> [TEXTO FORNECIDO]:
★ ★ ★ ★ ★ ★ ★

Faço anotações no Word, se tenho o computador à frente, ou no celular, num guardanapo, na margem de um livro, na palma da mão. Acho o Google e o Word dois instrumentos maravilhosos de pesquisa e edição. Minha admiração pelos escritores que conseguiam escrever antes da existência desses recursos é enorme.
De onde vêm suas ideias? Há um conjunto de hábitos que você cultiva para se manter criativa?
Por mais que eu me sinta exausta com as atividades que acumulo, todas são inspiradoras para um processo de escrita. Elas compõem grande parte da minha pesquisa sobre a vida, sobre a condição humana. Com meus pacientes, sou afetada pelo funcionamento do sujeito, dividido pelo inconsciente, que – nas palavras de Lacan – é estruturado como uma linguagem: o inconsciente faz metáfora, faz metonímia, o inconsciente é poético. Com meus filhos, exercito essa função louca que é a maternidade, um amor muito maior do que meu próprio eu, do que meu narcisismo, mas também uma necessidade irrenunciável de suportar o mesmo todos os dias, temperada de pequenos grandes acontecimentos que dão sentido a qualquer sacrifício – acho essa experiência profundamente instigante, desde a gestação. (Não por acaso, quando tive uma pessoa dentro da minha barriga pela primeira vez, vivi um surto de produtividade: escrevi meu romance “Cativos” e uma autoficção sobre gravidez, e ainda coorganizei uma coletânea de artigos psicanalíticos, no período de nove meses – costumo brincar que tive uma gestação e quatro bebês.) Quanto às aulas, exposições e livros que escrevo para os outros como redatora, eles me estimulam a refletir constantemente sobre a arte, a cultura, a escrita, sobre o exercício estético como condição de existência humana, seja do lado da criação ou da fruição da experiência artística. Eu me alimento de tudo isso, no dia a dia, e no momento que vou escrever muitas dessas reflexões já estão lá – só precisam de uma coluna vertebral que estruture uma premissa, uma história, um caminho a trilhar.

★ ★ ★ ★ ★ ★ ★

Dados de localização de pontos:
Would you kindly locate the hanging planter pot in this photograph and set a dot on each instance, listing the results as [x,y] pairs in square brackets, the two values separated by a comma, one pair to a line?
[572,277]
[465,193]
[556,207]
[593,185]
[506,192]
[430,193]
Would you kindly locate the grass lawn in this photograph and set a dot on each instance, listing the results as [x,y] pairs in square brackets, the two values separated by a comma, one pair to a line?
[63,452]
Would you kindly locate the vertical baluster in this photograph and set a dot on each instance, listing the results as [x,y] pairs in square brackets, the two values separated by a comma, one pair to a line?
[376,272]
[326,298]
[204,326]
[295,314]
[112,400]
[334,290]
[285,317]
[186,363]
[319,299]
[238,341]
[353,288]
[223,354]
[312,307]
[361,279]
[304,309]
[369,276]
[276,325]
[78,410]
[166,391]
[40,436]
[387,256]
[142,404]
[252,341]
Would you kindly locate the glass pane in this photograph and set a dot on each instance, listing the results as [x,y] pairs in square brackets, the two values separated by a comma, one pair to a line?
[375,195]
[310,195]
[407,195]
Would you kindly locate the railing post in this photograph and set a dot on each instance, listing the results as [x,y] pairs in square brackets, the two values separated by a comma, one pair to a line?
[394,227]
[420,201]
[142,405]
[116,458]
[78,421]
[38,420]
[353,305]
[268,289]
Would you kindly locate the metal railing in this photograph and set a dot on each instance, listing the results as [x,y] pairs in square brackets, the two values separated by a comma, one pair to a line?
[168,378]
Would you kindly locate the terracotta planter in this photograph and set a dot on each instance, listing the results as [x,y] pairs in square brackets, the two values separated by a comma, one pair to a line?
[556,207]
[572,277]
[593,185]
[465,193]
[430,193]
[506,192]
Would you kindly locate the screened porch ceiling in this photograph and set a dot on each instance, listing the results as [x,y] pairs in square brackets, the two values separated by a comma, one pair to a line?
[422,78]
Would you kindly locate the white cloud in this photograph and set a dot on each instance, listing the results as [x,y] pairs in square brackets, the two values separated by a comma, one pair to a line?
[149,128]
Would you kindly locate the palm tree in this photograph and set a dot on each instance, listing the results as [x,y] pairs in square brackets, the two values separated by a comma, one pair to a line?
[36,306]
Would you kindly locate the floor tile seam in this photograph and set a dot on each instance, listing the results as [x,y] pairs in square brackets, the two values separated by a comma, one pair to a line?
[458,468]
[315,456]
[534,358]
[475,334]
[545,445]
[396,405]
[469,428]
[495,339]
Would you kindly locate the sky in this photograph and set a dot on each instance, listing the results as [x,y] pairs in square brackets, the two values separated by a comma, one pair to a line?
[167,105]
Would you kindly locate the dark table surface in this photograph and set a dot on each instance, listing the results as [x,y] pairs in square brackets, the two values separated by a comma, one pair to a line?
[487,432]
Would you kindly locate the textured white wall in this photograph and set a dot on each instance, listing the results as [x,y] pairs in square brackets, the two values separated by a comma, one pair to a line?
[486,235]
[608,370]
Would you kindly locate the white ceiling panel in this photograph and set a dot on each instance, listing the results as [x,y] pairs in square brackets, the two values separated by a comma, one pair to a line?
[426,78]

★ ★ ★ ★ ★ ★ ★

> [TAREFAS OBRIGATÓRIAS]:
A. Segundo a entrevista sobre escrita, qual romance foi escrito durante a primeira gravidez?
B. Dê continuidade à entrevista sobre escrita a partir da última frase apresentada.

> [RESULTADOS EM ORDEM]:
A. O romance “Cativos”.

B.
O que você acha que mudou no seu processo de escrita ao longo dos anos? O que você diria a si mesma se pudesse voltar à escrita de seus primeiros textos?
Encaro os primeiros textos, com todos os seus problemas, como um caminho necessário de formação. Um escritor, em geral, não nasce pronto, ele vai se lapidando com o trabalho, inclusive com os tropeços do trajeto. Mas uma dica que eu daria a mim mesma seria: leia mais literatura brasileira contemporânea. Como sempre amei Machado de Assis, durante muito tempo escrevi inspirada por uma estética do século XIX, que já não tem mais lugar hoje, pelo fato de que as formas artísticas avançam conforme seu tempo, e para dialogar com os leitores contemporâneos me parece importante partir de uma posição contemporânea na escrita. O que obviamente não exclui a relevância dos clássicos na formação de um escritor. Na realidade, se pudesse voltar no tempo, algo que eu diria a mim mesma seria: leia mais. Gostaria de ter lido muito mais na adolescência, quando o tempo era menos escasso. Quanto mais eu leio, mais me dou conta de que existem livros fundamentais que ainda não li e tenho pressa de ler.
Que projeto você gostaria de fazer, mas ainda não começou? Que livro você gostaria de ler e ele ainda não existe?
No momento, gostaria de parir o romance que estou gestando. No futuro, penso em brincar com a possibilidade de um romance erótico, revelador de algumas ideias que ainda me parecem inconfessáveis. Por outro lado, a gravidade da situação que vivemos hoje no Brasil me convoca a escrever um romance que possa contribuir com o debate público sobre os nossos problemas nacionais, mas tenho medo de acabar produzindo uma obra panfletária, o que traz à tona toda a discussão sobre a arte engajada. Quanto aos livros que gostaria de ler, a maioria já habita a minha biblioteca: há muitos livros que comprei e nunca abri. Eles esticam tentáculos na minha direção, que me chamam. É uma aflição danada ter que atender a somente um chamado por vez.